Edit the records below from the line with "head visible in the camera view above." to the line with "[393,9,411,34]", replacing "chrome" with "brushed nickel" and leaving everything else unchanged. Return only those lines.

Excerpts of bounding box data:
* Begin *

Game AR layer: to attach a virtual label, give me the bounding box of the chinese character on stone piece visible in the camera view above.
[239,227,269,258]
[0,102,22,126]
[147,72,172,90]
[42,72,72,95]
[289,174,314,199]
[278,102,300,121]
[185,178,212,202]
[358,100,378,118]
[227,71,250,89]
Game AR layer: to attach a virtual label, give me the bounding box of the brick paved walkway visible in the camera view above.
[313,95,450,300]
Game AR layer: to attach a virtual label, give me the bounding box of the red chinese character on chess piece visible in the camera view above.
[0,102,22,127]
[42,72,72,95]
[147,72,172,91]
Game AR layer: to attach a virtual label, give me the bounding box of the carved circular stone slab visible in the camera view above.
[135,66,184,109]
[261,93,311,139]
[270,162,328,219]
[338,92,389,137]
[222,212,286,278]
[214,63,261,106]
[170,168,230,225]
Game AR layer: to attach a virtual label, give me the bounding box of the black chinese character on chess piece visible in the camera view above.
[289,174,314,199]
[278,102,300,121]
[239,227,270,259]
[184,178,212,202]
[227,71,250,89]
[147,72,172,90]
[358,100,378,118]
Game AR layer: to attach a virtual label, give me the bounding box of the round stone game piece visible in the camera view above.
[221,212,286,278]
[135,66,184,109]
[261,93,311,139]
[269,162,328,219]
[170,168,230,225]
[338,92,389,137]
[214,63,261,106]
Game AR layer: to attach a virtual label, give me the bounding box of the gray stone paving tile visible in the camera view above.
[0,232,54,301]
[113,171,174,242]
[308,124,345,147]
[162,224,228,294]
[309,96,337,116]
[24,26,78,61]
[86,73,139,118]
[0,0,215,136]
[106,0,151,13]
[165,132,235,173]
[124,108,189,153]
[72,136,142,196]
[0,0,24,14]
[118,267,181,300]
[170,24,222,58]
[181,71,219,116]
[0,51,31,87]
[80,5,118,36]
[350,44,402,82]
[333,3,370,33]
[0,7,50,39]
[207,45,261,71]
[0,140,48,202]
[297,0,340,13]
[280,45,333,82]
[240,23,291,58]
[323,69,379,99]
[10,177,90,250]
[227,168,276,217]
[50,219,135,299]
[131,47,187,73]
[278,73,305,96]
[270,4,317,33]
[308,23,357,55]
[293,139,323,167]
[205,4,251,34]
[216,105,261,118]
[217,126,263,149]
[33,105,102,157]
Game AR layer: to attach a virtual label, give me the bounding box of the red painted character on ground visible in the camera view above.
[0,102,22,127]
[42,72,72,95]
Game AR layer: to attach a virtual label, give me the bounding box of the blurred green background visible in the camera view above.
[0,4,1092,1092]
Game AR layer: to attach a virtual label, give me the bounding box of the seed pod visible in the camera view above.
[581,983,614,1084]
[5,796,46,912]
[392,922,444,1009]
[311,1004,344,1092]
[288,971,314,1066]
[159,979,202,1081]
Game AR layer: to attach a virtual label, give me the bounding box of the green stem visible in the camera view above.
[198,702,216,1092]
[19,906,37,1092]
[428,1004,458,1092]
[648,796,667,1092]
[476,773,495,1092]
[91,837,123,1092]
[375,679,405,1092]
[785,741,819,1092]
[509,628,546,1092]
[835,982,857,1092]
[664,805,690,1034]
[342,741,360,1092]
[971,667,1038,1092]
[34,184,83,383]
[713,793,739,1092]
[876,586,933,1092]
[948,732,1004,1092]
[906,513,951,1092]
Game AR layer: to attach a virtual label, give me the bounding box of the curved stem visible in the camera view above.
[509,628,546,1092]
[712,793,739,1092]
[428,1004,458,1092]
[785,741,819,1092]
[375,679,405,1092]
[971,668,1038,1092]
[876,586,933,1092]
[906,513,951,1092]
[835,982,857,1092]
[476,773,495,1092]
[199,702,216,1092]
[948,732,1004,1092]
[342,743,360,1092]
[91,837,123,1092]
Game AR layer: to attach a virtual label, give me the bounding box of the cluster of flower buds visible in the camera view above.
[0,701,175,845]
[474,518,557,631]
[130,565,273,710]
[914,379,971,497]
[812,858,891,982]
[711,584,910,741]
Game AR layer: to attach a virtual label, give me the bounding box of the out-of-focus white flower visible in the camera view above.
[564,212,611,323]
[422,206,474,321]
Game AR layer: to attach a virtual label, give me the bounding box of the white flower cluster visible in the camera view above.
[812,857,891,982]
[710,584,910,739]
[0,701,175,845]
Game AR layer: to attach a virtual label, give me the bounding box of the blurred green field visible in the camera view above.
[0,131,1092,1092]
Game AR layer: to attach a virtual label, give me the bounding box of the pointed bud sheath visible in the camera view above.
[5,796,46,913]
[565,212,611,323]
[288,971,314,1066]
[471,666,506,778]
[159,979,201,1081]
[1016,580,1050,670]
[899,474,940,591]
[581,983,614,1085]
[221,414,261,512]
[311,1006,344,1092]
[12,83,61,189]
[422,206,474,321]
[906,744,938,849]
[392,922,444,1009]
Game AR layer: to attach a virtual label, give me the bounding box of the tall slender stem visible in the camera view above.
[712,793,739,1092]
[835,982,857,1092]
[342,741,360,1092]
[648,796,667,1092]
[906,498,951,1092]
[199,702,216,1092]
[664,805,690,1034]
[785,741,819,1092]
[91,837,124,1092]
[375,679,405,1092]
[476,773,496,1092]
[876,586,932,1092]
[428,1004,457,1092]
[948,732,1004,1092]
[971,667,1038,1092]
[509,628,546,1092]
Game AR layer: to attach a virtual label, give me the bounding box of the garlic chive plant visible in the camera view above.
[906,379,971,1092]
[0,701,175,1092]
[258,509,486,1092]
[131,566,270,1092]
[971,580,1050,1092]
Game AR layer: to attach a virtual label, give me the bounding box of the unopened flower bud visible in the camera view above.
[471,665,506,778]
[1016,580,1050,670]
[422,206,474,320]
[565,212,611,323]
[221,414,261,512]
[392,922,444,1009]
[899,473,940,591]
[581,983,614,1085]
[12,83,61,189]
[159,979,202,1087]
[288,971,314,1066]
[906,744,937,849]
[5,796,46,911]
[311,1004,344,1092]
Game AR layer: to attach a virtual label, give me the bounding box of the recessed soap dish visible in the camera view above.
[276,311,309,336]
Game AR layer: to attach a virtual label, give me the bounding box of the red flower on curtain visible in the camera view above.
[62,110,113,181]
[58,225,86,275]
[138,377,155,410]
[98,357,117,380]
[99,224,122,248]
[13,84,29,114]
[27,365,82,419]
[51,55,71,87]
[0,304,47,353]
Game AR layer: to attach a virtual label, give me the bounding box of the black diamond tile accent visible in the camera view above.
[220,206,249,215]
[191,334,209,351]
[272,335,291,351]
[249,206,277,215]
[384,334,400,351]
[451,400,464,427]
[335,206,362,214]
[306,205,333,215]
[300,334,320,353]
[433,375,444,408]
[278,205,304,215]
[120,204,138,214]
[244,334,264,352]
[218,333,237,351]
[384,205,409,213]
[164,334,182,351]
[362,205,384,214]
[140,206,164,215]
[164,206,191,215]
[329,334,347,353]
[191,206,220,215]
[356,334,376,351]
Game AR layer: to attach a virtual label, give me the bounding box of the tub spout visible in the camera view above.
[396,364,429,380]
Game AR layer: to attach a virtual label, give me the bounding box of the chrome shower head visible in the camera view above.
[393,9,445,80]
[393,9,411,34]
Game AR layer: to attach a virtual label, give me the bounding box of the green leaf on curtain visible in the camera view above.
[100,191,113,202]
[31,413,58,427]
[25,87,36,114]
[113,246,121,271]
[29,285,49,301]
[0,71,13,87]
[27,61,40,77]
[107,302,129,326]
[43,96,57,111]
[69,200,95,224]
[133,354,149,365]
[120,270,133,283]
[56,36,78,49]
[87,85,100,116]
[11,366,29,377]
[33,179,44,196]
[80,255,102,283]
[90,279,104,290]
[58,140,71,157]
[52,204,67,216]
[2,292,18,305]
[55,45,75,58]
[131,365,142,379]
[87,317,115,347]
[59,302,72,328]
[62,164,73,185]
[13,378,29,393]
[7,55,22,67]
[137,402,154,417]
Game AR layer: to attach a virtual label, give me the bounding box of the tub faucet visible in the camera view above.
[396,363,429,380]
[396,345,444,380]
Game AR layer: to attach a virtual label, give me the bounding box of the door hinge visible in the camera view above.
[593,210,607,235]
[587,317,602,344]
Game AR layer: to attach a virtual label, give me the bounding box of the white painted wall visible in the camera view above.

* End *

Finished answer:
Game AR layer: to attach a virtual label, give me the bounding box of the brushed nickel shower head visible in the camera view above.
[393,9,445,80]
[393,9,411,34]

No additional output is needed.